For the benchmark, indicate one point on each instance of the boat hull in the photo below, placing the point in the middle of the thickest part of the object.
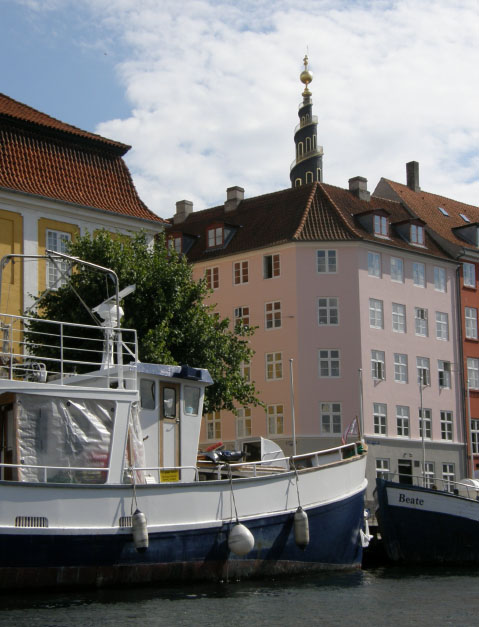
(425, 526)
(44, 559)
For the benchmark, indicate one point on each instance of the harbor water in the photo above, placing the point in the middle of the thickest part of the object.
(382, 596)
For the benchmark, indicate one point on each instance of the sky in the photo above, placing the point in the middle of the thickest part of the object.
(207, 91)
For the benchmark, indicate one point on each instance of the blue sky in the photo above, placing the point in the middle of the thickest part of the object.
(206, 91)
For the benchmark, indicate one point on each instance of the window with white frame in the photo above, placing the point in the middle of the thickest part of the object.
(419, 274)
(272, 315)
(399, 317)
(444, 373)
(400, 368)
(473, 373)
(275, 419)
(378, 366)
(425, 417)
(330, 418)
(57, 270)
(376, 317)
(469, 274)
(402, 421)
(240, 272)
(397, 269)
(329, 363)
(442, 325)
(380, 418)
(382, 468)
(423, 370)
(243, 422)
(274, 366)
(328, 311)
(448, 477)
(420, 321)
(446, 425)
(374, 264)
(439, 279)
(327, 261)
(471, 322)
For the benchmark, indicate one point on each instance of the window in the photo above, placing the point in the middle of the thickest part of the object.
(420, 321)
(275, 419)
(378, 367)
(212, 276)
(271, 266)
(423, 370)
(214, 236)
(58, 270)
(243, 422)
(274, 366)
(426, 415)
(469, 274)
(374, 264)
(446, 425)
(379, 415)
(444, 373)
(381, 226)
(241, 316)
(471, 322)
(382, 468)
(439, 279)
(376, 320)
(417, 234)
(419, 274)
(475, 435)
(402, 421)
(240, 272)
(397, 269)
(329, 363)
(448, 477)
(328, 312)
(213, 426)
(330, 416)
(442, 326)
(473, 373)
(399, 318)
(327, 261)
(272, 315)
(400, 368)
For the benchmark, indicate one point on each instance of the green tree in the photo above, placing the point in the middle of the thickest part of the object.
(167, 309)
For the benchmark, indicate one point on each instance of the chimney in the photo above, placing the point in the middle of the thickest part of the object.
(358, 186)
(412, 176)
(183, 210)
(234, 195)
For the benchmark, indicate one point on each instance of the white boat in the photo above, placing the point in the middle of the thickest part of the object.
(100, 484)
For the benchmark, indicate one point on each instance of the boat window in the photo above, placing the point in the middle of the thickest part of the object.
(147, 394)
(192, 400)
(169, 402)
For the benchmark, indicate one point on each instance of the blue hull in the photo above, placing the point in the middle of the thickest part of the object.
(49, 559)
(417, 535)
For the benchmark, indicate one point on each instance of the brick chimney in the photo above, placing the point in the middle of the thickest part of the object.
(234, 195)
(358, 186)
(412, 176)
(183, 210)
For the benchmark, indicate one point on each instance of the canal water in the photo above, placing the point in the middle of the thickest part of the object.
(382, 596)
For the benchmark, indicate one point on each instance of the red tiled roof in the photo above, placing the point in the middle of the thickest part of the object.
(45, 157)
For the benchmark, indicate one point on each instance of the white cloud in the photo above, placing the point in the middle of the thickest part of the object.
(214, 88)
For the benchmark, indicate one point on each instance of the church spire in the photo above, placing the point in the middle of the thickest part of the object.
(308, 165)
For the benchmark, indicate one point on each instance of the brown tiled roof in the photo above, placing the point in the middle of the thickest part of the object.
(315, 212)
(426, 206)
(42, 156)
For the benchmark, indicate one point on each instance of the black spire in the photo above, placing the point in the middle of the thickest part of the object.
(308, 165)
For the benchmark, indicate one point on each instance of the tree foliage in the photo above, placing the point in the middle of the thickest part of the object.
(167, 309)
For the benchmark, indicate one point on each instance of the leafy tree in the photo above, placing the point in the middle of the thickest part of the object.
(167, 309)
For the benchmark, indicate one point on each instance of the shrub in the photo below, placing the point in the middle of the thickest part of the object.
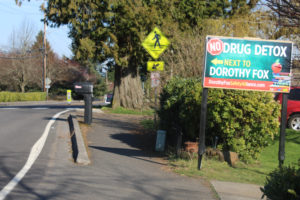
(283, 183)
(16, 96)
(180, 103)
(244, 121)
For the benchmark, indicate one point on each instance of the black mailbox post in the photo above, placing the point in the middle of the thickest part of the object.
(86, 89)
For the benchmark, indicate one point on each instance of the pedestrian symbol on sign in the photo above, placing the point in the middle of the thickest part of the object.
(156, 43)
(157, 37)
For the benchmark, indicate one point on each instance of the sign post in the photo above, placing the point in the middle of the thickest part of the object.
(155, 44)
(247, 64)
(69, 96)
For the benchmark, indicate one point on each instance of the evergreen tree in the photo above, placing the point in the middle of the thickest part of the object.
(114, 30)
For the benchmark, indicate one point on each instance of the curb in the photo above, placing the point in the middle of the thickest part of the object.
(80, 154)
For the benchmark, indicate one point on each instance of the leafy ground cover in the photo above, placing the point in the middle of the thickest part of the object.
(256, 172)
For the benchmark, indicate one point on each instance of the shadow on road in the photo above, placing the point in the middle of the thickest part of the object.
(133, 153)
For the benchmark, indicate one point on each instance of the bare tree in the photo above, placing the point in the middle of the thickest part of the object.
(288, 11)
(20, 72)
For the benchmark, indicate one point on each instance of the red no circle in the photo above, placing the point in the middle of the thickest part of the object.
(215, 46)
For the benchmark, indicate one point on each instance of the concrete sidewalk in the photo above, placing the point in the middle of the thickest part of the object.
(237, 191)
(113, 129)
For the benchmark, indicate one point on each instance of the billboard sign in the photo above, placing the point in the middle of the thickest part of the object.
(247, 64)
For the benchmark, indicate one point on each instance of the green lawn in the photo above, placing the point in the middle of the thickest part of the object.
(251, 173)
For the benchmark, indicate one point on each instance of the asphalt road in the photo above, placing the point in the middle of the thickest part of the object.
(119, 169)
(20, 128)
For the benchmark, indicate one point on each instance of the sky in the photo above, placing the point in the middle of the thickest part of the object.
(12, 17)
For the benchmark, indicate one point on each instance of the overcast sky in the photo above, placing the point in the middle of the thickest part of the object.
(12, 17)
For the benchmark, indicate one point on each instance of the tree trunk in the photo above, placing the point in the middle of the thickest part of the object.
(128, 91)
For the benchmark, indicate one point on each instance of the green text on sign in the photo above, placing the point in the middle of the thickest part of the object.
(248, 64)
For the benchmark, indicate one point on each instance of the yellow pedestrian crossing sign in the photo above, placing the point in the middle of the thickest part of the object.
(155, 65)
(156, 43)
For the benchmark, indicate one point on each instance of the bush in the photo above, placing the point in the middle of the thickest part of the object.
(16, 96)
(283, 183)
(243, 121)
(180, 103)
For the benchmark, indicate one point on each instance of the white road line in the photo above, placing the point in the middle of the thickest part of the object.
(34, 153)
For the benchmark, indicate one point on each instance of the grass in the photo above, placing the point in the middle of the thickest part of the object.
(148, 124)
(121, 110)
(255, 173)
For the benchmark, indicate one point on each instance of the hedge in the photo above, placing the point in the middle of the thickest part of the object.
(16, 96)
(243, 121)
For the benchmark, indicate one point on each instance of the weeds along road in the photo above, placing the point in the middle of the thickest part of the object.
(119, 168)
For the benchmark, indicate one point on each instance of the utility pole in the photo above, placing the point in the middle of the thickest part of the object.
(45, 56)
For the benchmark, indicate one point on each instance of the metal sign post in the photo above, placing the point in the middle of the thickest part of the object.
(155, 76)
(201, 147)
(281, 152)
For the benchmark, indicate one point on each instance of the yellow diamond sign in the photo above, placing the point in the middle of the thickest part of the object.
(155, 65)
(156, 43)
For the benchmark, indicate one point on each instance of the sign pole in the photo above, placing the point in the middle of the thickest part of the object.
(281, 153)
(155, 102)
(201, 147)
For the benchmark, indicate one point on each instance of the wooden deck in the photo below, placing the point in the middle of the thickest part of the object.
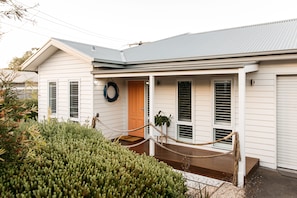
(218, 167)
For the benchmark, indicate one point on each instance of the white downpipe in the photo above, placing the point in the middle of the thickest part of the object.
(241, 124)
(151, 118)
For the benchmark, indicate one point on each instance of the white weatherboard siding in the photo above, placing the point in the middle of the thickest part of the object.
(287, 122)
(112, 114)
(63, 68)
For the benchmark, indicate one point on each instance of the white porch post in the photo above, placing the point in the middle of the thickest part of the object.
(151, 118)
(241, 124)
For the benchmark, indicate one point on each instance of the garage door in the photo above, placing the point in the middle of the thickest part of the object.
(287, 122)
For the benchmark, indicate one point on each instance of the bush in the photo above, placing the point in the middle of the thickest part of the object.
(13, 111)
(80, 162)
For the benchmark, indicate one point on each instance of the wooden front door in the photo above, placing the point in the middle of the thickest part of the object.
(136, 107)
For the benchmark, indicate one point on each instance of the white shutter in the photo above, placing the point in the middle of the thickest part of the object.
(287, 122)
(53, 97)
(222, 112)
(223, 102)
(185, 131)
(184, 101)
(74, 99)
(184, 122)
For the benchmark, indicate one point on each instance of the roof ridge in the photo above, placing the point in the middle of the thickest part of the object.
(248, 26)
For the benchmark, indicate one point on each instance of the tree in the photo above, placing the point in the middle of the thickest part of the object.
(13, 142)
(12, 9)
(16, 62)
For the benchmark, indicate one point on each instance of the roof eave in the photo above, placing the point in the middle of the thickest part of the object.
(49, 49)
(224, 56)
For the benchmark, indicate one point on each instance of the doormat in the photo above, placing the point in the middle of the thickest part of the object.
(130, 138)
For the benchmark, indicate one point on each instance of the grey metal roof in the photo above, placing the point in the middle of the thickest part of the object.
(242, 41)
(276, 37)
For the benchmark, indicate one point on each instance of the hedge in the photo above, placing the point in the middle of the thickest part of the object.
(80, 162)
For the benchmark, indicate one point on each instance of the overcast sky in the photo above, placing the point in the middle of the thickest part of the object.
(118, 23)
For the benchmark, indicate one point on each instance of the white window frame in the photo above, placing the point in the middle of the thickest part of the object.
(69, 113)
(52, 115)
(224, 126)
(191, 123)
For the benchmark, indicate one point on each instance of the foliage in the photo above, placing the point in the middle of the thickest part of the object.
(16, 62)
(12, 9)
(161, 119)
(13, 112)
(79, 162)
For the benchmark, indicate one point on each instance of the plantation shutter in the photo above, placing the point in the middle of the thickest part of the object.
(223, 102)
(53, 97)
(184, 126)
(184, 101)
(74, 99)
(222, 111)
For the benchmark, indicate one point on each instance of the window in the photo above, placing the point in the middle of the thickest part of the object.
(74, 99)
(52, 99)
(184, 101)
(184, 125)
(222, 110)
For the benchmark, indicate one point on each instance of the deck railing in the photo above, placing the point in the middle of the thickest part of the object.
(235, 150)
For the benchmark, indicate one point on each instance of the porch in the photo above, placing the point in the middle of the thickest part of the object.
(220, 167)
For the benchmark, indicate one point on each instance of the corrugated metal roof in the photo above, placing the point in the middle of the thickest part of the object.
(235, 42)
(240, 41)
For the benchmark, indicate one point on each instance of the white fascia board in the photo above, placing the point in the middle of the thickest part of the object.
(168, 73)
(41, 55)
(251, 68)
(72, 51)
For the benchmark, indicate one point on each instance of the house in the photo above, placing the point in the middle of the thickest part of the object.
(24, 82)
(240, 79)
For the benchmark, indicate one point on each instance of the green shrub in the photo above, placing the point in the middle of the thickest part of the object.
(13, 112)
(80, 162)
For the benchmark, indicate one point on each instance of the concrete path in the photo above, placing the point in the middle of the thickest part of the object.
(263, 183)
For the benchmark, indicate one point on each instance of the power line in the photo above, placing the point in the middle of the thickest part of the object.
(64, 24)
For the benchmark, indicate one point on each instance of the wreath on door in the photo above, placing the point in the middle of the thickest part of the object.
(111, 96)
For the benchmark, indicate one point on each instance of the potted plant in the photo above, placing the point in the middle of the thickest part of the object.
(161, 119)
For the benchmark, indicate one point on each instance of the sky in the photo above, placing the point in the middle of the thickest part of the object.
(119, 23)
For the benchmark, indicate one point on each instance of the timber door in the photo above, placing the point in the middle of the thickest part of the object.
(136, 107)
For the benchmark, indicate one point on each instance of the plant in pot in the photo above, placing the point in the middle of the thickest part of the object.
(163, 122)
(161, 119)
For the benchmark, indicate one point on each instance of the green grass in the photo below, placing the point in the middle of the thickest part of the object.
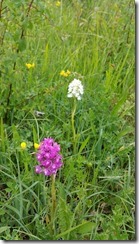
(95, 188)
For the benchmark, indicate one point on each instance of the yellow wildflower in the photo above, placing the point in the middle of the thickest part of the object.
(36, 145)
(23, 145)
(58, 3)
(30, 65)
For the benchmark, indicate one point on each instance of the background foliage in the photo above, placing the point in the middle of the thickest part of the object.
(95, 40)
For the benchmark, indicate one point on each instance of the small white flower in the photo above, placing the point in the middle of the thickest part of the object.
(75, 89)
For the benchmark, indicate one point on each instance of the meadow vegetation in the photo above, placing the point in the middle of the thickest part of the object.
(44, 45)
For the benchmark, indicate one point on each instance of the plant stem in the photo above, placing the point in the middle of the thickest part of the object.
(73, 125)
(53, 193)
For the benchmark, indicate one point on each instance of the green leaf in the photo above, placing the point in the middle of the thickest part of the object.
(81, 229)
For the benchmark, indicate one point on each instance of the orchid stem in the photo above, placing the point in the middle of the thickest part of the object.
(73, 125)
(53, 194)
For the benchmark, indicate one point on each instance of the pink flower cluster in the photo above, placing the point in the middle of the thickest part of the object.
(49, 158)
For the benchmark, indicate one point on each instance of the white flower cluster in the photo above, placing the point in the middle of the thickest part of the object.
(75, 89)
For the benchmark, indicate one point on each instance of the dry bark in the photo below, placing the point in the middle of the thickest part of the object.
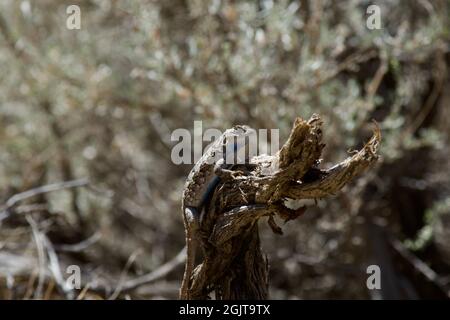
(232, 263)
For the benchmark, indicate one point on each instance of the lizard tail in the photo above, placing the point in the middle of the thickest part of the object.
(189, 264)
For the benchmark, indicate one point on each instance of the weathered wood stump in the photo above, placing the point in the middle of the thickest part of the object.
(232, 264)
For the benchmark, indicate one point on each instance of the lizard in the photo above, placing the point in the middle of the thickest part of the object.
(200, 185)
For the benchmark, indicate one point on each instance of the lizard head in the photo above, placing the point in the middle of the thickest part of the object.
(240, 144)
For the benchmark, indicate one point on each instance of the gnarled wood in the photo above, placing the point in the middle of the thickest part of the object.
(233, 265)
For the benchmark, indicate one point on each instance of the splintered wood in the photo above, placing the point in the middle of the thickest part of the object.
(232, 264)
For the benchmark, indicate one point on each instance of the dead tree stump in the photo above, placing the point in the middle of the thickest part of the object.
(233, 265)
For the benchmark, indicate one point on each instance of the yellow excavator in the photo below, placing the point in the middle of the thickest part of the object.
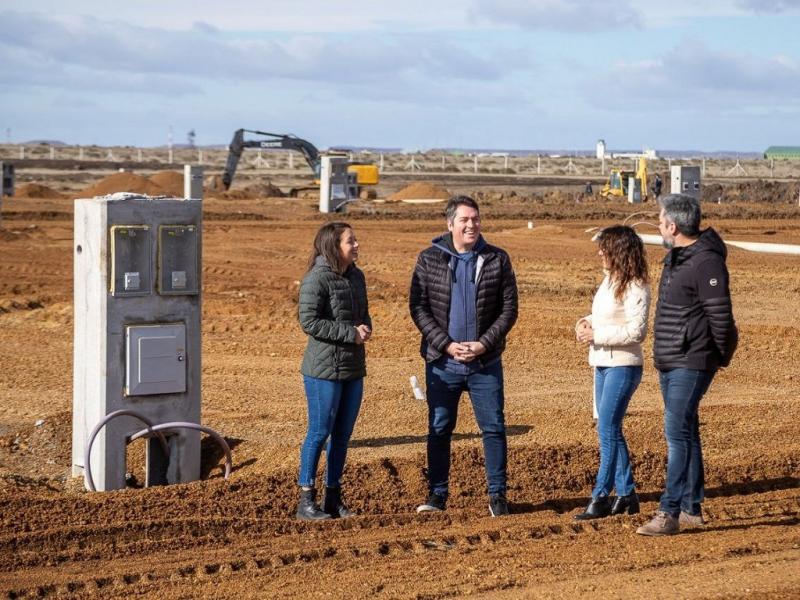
(617, 184)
+ + + + +
* Stated problem *
Reproduce precisely the lines of the entries above, from the one containing "of the pink" through the final one, both ends included, and omit the pictures.

* Task result *
For the benchmark, indicate one point on each instance of the pink flower cluster in the photo above, placing the point in the middle of the thickest part of the object.
(49, 158)
For the benchmark, indicate one point on each instance of the white flower cluster in the photo above, placing the point in the middle of the thickest part of the object.
(75, 89)
For the benchmark, indicate one point on each instance of the dry bark in the photo below, placing the point in the middle of the thickest part of the object.
(232, 263)
For the benchmark, indicate one point on each instance of the lizard tail in the photo above, placing the point in the middle of the thickest part of the object.
(189, 264)
For the benchmark, indicate one point on each instance of the weathered wood stump in the photo above, placing the point in the middle of the thickest part of the object.
(232, 264)
For the benchmark, indicate one point on each instance of the lizard in the photo above, placing the point in the middle of the thickest part of the object.
(200, 185)
For the benchmark, indicate one point on each instance of the lizard head in the photo above, placing the point in the middle of the thickest part of the object.
(240, 144)
For the benchmark, indicate one point on each instance of the gnarled wood in the photo above, placing the point in the middle of the thickest part of the object.
(233, 265)
For the benchmark, indicate one point on each instance of the splintered wood in the photo above, placing the point in the middle of the thickest part of the object.
(232, 264)
For the benchmark, indicate one point on each instance of the dead tree stump in the photo above, placing the point in the middle of the thickest part of the object.
(233, 265)
For the benchmark, indicate one point on each instance of the yellow excavator in the photo below, placing the point in the middle of the thickest part of the object.
(617, 184)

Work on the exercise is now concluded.